▸ **Work required**
Show every line below that contains the string "plant", copying each such line in full.

(Collection entries)
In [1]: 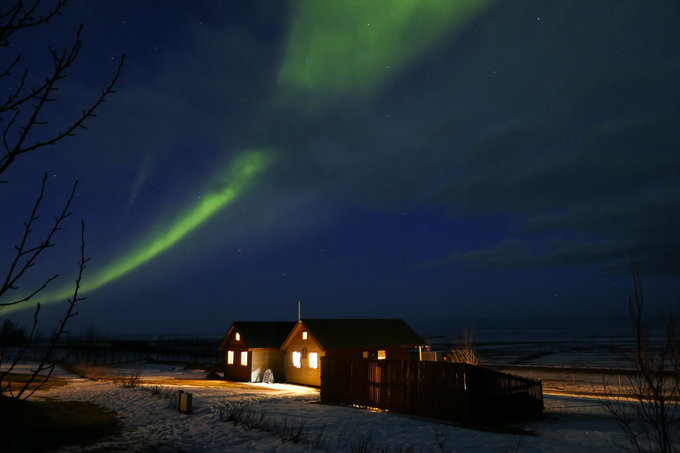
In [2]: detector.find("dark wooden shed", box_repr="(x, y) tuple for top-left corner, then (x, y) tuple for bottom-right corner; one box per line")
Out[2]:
(281, 319), (426, 387)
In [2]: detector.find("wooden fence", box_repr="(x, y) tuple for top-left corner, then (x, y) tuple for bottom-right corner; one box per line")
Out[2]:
(321, 357), (543, 422)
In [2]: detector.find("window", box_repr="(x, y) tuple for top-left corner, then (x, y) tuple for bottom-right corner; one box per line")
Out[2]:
(309, 352), (319, 368)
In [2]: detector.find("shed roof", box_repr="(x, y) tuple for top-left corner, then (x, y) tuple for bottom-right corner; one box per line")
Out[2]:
(292, 319), (427, 349)
(220, 321), (295, 349)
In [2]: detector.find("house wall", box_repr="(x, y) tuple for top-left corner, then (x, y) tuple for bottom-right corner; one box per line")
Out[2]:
(326, 346), (409, 360)
(224, 332), (253, 382)
(250, 348), (285, 382)
(283, 324), (324, 387)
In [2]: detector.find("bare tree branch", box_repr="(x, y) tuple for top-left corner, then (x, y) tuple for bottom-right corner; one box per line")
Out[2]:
(0, 173), (78, 307)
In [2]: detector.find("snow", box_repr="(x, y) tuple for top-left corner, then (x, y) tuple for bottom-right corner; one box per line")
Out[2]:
(13, 364), (625, 453)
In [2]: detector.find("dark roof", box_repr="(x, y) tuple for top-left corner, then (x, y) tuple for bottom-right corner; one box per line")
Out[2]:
(302, 319), (426, 349)
(225, 321), (295, 348)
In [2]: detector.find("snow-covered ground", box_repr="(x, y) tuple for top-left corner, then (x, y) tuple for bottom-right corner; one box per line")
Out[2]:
(7, 365), (625, 452)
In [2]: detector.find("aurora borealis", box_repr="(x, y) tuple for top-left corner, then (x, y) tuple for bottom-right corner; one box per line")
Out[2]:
(0, 0), (680, 334)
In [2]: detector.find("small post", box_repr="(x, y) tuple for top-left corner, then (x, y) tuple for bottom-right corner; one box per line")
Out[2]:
(176, 390), (184, 411)
(177, 390), (193, 414)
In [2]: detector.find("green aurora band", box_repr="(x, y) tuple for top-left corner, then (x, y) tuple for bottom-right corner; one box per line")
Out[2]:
(0, 0), (494, 314)
(278, 0), (494, 107)
(0, 150), (271, 314)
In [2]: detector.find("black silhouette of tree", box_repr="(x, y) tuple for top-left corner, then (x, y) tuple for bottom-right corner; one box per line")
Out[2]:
(603, 264), (680, 453)
(0, 0), (125, 399)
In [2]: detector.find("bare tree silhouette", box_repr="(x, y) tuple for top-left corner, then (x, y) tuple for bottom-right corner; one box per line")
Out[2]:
(602, 264), (680, 453)
(0, 0), (125, 398)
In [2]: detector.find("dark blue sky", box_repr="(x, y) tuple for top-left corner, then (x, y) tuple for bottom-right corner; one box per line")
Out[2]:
(0, 0), (680, 334)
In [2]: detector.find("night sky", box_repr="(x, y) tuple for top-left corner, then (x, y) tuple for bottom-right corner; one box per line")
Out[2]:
(0, 0), (680, 335)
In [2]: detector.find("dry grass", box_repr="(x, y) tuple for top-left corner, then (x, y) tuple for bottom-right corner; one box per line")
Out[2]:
(3, 373), (68, 393)
(0, 397), (122, 452)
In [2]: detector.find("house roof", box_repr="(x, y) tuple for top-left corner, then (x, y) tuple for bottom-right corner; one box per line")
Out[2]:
(220, 321), (295, 349)
(290, 319), (427, 349)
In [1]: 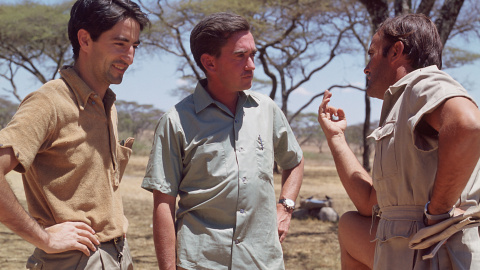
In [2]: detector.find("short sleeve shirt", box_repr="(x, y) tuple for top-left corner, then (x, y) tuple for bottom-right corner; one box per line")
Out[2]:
(370, 66), (480, 269)
(0, 67), (131, 242)
(142, 81), (303, 269)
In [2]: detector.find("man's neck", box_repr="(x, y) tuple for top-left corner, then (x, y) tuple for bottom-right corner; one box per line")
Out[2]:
(204, 82), (238, 115)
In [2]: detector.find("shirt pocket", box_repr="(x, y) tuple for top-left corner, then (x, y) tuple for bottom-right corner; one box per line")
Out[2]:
(369, 121), (398, 180)
(114, 138), (134, 187)
(181, 143), (227, 192)
(255, 135), (273, 183)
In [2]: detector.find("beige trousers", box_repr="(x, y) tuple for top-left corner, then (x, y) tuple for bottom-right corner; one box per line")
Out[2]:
(27, 239), (133, 270)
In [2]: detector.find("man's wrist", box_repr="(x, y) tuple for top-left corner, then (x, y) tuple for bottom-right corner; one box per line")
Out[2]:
(278, 198), (295, 212)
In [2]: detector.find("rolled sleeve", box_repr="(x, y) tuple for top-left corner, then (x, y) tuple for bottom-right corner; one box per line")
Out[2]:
(142, 109), (184, 196)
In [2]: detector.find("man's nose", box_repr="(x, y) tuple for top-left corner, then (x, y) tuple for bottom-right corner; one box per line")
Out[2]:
(122, 46), (135, 65)
(245, 57), (255, 70)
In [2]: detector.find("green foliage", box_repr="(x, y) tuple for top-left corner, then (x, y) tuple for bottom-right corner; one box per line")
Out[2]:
(0, 1), (72, 99)
(142, 0), (356, 114)
(0, 96), (18, 129)
(290, 113), (325, 152)
(442, 46), (480, 68)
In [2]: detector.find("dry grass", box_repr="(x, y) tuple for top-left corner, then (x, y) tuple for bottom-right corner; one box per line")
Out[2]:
(0, 151), (353, 270)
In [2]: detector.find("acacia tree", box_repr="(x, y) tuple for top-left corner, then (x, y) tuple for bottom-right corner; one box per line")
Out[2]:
(0, 1), (72, 101)
(140, 0), (479, 170)
(115, 100), (163, 137)
(140, 0), (364, 122)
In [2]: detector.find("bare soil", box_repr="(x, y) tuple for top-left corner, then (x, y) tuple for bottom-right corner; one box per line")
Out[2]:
(0, 150), (353, 270)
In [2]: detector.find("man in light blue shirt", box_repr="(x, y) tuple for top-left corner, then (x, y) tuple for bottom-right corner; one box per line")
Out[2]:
(142, 13), (303, 269)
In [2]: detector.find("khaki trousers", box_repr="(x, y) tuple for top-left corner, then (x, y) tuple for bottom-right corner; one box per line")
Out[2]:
(27, 237), (133, 270)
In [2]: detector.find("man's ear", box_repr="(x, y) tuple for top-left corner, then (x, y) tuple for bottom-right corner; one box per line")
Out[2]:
(388, 41), (405, 62)
(200, 53), (216, 72)
(77, 29), (93, 51)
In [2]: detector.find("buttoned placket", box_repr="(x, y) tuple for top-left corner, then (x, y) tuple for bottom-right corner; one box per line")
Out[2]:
(232, 100), (249, 251)
(90, 93), (119, 186)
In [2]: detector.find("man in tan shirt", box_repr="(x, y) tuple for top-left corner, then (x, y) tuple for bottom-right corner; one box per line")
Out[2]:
(318, 14), (480, 269)
(0, 0), (149, 269)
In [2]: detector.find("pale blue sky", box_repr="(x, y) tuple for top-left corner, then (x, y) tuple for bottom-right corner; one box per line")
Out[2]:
(0, 0), (480, 124)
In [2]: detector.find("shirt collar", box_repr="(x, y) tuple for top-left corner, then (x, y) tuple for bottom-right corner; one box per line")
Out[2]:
(385, 65), (438, 96)
(193, 79), (258, 113)
(60, 66), (116, 110)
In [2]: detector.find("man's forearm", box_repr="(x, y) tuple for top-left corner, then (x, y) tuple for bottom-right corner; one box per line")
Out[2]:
(328, 134), (377, 216)
(424, 97), (480, 215)
(280, 157), (304, 201)
(429, 117), (480, 214)
(153, 191), (176, 270)
(0, 174), (48, 248)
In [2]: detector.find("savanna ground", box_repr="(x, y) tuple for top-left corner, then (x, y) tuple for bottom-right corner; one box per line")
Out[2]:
(0, 148), (353, 270)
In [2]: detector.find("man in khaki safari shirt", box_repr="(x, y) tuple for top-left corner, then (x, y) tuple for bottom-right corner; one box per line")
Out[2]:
(0, 0), (149, 270)
(318, 14), (480, 270)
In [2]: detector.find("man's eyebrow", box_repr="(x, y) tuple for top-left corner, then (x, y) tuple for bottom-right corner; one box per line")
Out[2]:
(113, 36), (140, 45)
(233, 49), (258, 54)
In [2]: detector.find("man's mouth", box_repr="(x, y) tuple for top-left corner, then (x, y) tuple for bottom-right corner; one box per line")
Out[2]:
(113, 64), (128, 71)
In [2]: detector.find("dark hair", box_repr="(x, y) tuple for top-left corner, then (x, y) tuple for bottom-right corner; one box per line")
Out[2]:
(190, 12), (250, 71)
(377, 14), (443, 69)
(68, 0), (150, 60)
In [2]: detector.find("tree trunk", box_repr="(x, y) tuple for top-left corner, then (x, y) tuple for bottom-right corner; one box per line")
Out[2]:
(435, 0), (464, 46)
(363, 92), (371, 172)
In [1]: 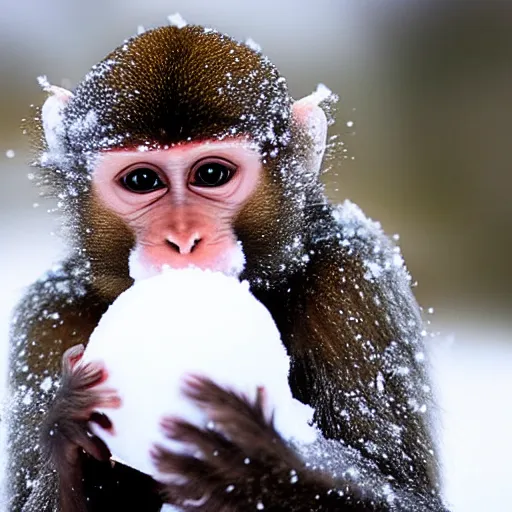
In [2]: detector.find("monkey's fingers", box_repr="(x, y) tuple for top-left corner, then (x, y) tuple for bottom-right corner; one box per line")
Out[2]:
(185, 377), (290, 465)
(161, 417), (242, 466)
(75, 431), (112, 462)
(151, 446), (235, 511)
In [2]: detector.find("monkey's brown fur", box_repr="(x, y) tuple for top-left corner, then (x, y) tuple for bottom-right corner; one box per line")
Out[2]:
(9, 27), (444, 512)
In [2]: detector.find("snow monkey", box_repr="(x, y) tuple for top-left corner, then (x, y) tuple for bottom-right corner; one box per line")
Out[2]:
(9, 26), (445, 512)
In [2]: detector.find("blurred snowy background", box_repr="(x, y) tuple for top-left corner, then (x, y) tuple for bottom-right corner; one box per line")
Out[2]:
(0, 0), (512, 512)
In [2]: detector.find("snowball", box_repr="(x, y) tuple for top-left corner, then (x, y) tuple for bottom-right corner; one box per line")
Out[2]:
(83, 269), (316, 478)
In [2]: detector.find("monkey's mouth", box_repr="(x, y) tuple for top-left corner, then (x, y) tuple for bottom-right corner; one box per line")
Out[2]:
(128, 242), (245, 280)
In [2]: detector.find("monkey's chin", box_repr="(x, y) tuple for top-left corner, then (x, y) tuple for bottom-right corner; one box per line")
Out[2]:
(128, 242), (245, 281)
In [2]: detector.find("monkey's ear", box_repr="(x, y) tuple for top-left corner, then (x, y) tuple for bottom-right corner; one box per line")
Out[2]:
(39, 77), (73, 151)
(292, 85), (332, 172)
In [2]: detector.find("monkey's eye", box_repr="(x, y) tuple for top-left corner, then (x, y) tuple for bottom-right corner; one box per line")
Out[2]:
(190, 160), (236, 187)
(121, 167), (165, 194)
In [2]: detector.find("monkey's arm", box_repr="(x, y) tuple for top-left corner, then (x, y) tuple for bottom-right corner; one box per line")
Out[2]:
(7, 269), (108, 512)
(7, 266), (161, 512)
(281, 208), (441, 510)
(154, 378), (444, 512)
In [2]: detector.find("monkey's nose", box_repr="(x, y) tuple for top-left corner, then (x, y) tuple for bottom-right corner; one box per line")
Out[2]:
(166, 234), (201, 254)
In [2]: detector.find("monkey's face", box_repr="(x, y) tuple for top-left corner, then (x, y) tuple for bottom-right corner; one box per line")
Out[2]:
(93, 139), (262, 278)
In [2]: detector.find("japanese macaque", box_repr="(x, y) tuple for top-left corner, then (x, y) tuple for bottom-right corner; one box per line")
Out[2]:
(9, 22), (445, 512)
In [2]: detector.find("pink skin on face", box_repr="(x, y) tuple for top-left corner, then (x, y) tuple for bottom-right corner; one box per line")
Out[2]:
(93, 139), (262, 273)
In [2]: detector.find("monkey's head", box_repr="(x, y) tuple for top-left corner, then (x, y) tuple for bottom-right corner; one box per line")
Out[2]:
(40, 26), (327, 297)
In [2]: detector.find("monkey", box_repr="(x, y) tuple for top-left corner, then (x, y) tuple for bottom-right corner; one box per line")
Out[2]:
(8, 25), (446, 512)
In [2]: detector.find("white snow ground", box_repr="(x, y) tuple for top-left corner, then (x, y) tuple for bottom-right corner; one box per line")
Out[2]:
(0, 215), (512, 512)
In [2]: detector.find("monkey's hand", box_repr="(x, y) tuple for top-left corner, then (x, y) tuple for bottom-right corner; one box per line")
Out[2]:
(41, 345), (121, 475)
(153, 378), (352, 512)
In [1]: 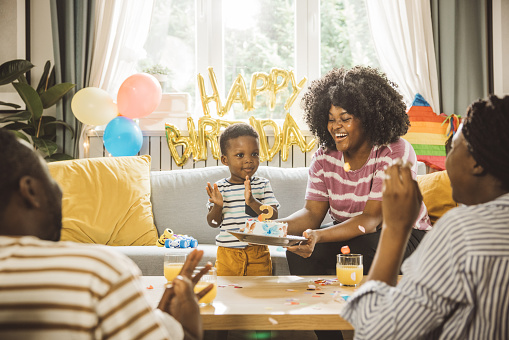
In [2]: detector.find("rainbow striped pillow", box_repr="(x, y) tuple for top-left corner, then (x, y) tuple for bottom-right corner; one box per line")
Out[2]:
(403, 94), (449, 170)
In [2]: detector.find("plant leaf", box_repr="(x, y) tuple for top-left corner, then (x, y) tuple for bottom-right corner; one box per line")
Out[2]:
(32, 137), (58, 156)
(4, 122), (30, 131)
(18, 74), (28, 84)
(0, 101), (21, 109)
(45, 152), (74, 162)
(36, 60), (51, 94)
(44, 120), (74, 139)
(12, 83), (43, 122)
(48, 66), (57, 88)
(12, 130), (32, 145)
(0, 111), (32, 123)
(0, 59), (34, 85)
(41, 83), (76, 109)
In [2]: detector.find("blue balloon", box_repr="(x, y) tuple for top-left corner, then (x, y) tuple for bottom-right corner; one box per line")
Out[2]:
(103, 116), (143, 157)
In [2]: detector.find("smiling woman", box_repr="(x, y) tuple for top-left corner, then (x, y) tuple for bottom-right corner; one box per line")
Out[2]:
(282, 66), (431, 275)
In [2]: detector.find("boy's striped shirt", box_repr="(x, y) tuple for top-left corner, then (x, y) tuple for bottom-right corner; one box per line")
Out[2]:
(207, 176), (279, 248)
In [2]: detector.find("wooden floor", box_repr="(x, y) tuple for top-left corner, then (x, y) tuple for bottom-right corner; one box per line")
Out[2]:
(204, 331), (354, 340)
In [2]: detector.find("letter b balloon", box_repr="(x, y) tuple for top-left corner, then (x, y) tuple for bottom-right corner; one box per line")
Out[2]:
(117, 73), (162, 118)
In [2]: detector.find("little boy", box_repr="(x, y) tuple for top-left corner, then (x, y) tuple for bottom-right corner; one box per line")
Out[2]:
(207, 123), (279, 276)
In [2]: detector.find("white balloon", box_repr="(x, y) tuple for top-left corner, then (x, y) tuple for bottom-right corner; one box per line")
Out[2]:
(71, 87), (118, 125)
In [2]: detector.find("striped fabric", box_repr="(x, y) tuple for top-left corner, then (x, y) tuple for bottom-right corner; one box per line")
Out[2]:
(402, 94), (449, 170)
(341, 194), (509, 340)
(0, 236), (183, 340)
(207, 176), (279, 248)
(306, 138), (431, 230)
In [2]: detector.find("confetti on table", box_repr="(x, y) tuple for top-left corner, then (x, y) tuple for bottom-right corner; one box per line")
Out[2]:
(269, 318), (279, 325)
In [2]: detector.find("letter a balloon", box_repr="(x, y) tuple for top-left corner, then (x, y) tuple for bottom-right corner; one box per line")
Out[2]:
(103, 116), (143, 157)
(117, 73), (162, 118)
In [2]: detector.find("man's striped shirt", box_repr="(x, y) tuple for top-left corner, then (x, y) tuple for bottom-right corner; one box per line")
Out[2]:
(306, 138), (431, 230)
(207, 176), (279, 248)
(0, 236), (184, 340)
(341, 194), (509, 340)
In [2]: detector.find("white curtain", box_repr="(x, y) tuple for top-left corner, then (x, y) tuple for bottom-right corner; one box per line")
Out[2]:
(79, 0), (153, 155)
(366, 0), (440, 114)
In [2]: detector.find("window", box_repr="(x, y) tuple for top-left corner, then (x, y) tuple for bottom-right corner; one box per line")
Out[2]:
(139, 0), (378, 123)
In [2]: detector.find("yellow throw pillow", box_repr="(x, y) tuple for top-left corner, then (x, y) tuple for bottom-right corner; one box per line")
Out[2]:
(48, 156), (157, 246)
(417, 170), (458, 224)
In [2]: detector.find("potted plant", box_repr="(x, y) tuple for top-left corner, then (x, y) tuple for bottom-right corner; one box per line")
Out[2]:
(0, 59), (75, 161)
(142, 64), (172, 90)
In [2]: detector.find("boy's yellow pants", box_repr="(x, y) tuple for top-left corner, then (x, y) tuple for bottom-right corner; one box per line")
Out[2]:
(216, 245), (272, 276)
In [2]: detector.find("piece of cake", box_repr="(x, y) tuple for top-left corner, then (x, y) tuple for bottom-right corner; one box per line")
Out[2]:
(244, 218), (288, 237)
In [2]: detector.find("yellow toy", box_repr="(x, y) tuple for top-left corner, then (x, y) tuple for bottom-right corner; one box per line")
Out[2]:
(156, 228), (176, 247)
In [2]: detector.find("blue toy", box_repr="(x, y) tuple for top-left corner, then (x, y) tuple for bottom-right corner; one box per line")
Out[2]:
(164, 234), (198, 248)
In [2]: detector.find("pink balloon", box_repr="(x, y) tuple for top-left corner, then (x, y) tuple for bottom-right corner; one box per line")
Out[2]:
(117, 73), (162, 118)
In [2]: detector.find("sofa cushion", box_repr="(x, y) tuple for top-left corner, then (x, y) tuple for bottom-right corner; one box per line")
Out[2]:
(151, 166), (330, 244)
(48, 156), (157, 246)
(417, 170), (458, 224)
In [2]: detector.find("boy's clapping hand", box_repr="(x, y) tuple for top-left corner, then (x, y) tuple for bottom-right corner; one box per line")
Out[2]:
(244, 176), (254, 206)
(206, 182), (223, 207)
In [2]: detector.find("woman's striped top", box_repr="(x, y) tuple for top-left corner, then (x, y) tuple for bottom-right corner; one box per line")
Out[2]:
(341, 194), (509, 340)
(0, 236), (183, 340)
(306, 138), (431, 230)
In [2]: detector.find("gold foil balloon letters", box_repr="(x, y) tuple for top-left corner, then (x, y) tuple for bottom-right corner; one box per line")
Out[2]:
(165, 67), (316, 166)
(194, 67), (306, 117)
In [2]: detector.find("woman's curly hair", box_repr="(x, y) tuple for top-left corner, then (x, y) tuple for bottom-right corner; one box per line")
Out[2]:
(301, 66), (410, 150)
(462, 95), (509, 190)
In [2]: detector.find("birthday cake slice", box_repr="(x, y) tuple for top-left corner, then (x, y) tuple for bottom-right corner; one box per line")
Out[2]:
(244, 218), (288, 237)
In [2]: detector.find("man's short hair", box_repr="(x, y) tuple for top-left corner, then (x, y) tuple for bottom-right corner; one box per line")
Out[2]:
(219, 123), (258, 155)
(0, 128), (44, 214)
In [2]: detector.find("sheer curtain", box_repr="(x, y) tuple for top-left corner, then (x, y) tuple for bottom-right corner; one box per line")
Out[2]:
(366, 0), (440, 114)
(80, 0), (153, 155)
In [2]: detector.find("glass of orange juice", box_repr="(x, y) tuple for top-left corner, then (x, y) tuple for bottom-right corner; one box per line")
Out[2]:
(164, 254), (187, 282)
(193, 267), (217, 307)
(336, 254), (364, 287)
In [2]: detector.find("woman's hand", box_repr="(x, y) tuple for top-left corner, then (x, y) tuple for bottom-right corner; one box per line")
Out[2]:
(157, 249), (213, 339)
(206, 182), (223, 207)
(286, 229), (318, 258)
(382, 159), (422, 235)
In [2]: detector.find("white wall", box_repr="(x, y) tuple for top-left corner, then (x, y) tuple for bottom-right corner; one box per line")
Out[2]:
(30, 0), (54, 84)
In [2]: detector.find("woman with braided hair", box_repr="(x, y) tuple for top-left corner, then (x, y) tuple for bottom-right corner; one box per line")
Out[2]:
(341, 96), (509, 340)
(281, 66), (431, 275)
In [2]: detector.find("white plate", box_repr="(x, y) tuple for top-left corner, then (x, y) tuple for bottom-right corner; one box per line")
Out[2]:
(228, 230), (307, 247)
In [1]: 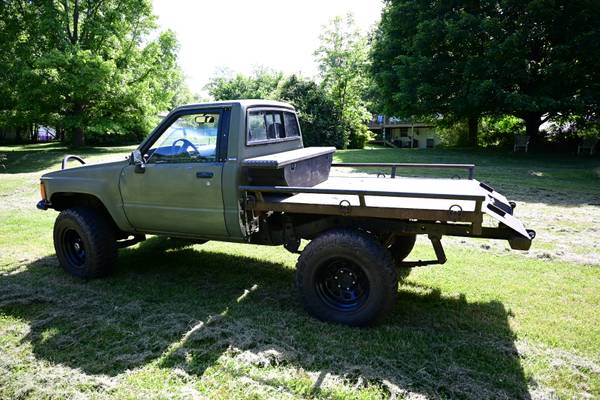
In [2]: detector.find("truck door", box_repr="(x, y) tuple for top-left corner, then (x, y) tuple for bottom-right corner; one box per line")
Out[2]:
(119, 108), (230, 236)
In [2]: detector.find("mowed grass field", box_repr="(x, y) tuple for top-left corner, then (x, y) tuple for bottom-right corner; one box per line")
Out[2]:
(0, 145), (600, 399)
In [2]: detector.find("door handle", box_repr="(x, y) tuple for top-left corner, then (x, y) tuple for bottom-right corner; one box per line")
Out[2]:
(196, 171), (215, 179)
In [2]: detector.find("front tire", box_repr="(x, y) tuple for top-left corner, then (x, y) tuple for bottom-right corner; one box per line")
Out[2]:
(54, 207), (117, 279)
(296, 229), (398, 326)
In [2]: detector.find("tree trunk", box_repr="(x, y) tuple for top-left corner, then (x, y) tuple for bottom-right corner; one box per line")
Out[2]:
(523, 112), (543, 146)
(15, 126), (23, 143)
(467, 115), (479, 147)
(71, 126), (85, 147)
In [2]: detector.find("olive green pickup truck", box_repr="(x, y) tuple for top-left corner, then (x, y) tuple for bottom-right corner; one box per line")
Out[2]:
(37, 100), (535, 325)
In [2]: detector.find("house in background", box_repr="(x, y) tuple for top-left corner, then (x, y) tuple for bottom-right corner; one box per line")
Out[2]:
(369, 115), (440, 149)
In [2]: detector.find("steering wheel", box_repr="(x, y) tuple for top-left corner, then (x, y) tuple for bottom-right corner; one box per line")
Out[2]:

▸ **Written answer**
In [2]: detector.find("plant leaf", box_repr="(x, y) tuple for top-left corner, then (x, y) tuple for bottom-right corner; one box per line")
In [2]: detector.find("potted plant", box_repr="(x, y) tuple for top-left corner, then (x, y) tuple for bottom-right corner; one box per line")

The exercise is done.